::: Passage given :::

Republican Party of Minnesota Chair Keith Downey has a challenger for re-election to his post as leader of the state GOP.

Bill Jungbauer, a member of the party’s executive committee, said he will run for party chair, citing the party’s “secrecy and elitism.” 

Jungbauer, who just stepped down as chair of the party’s 2nd Congressional District, made it clear that the reason’s he’s running is because he objects to Downey’s leadership style. “This is a grass roots party.  It belongs to the people,” he said.  “I believe he [Downey] is using the chairmanship as a vehicle for his own run for governor.”

Downey responded that while he welcomes a challenger into the race, “hopefully, we can stay away form the negative attacks.” Downey’s notes that he has been endorsed by 13 of the 15 members of the party’s executive committee.

::: Data :::

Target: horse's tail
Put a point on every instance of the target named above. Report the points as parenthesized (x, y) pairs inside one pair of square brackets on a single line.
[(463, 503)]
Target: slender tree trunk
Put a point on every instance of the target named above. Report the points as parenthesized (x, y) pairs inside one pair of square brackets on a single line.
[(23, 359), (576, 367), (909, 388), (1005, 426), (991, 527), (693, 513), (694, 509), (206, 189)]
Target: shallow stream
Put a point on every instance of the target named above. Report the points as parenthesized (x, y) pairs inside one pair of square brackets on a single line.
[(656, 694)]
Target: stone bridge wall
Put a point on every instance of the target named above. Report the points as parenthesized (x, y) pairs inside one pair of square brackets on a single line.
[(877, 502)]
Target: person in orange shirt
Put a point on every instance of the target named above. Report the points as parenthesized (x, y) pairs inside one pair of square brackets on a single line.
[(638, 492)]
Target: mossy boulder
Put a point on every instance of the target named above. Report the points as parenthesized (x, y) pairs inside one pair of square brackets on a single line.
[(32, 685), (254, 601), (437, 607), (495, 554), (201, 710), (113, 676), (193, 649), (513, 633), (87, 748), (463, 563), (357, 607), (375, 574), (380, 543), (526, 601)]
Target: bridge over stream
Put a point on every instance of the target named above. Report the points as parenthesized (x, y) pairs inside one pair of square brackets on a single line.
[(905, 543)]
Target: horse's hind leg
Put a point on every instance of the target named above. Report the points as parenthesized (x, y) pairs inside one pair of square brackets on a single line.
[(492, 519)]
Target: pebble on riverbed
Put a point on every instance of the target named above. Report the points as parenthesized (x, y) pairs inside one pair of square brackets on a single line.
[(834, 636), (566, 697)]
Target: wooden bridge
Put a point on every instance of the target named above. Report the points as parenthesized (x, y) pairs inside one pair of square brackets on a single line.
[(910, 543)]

:::

[Exercise tasks]
- 1) In the item on the Minnesota GOP chair race, how many executive committee members have endorsed Downey?
- 2) In the item on the Minnesota GOP chair race, condense the paragraph that opens "Bill Jungbauer, a member" into a single shorter sentence that keeps its main facts.
- 3) Repeat word for word the part of the item on the Minnesota GOP chair race that begins at the words "Bill Jungbauer, a" and stops after "party’s executive committee.".

[Full answers]
- 1) 13 of the 15 members of the party's executive committee.

- 2) Executive committee member Bill Jungbauer announced a run for party chair, citing the party's "secrecy and elitism."

- 3)
Bill Jungbauer, a member of the party’s executive committee, said he will run for party chair, citing the party’s “secrecy and elitism.” 

Jungbauer, who just stepped down as chair of the party’s 2nd Congressional District, made it clear that the reason’s he’s running is because he objects to Downey’s leadership style. “This is a grass roots party.  It belongs to the people,” he said.  “I believe he [Downey] is using the chairmanship as a vehicle for his own run for governor.”

Downey responded that while he welcomes a challenger into the race, “hopefully, we can stay away form the negative attacks.” Downey’s notes that he has been endorsed by 13 of the 15 members of the party’s executive committee.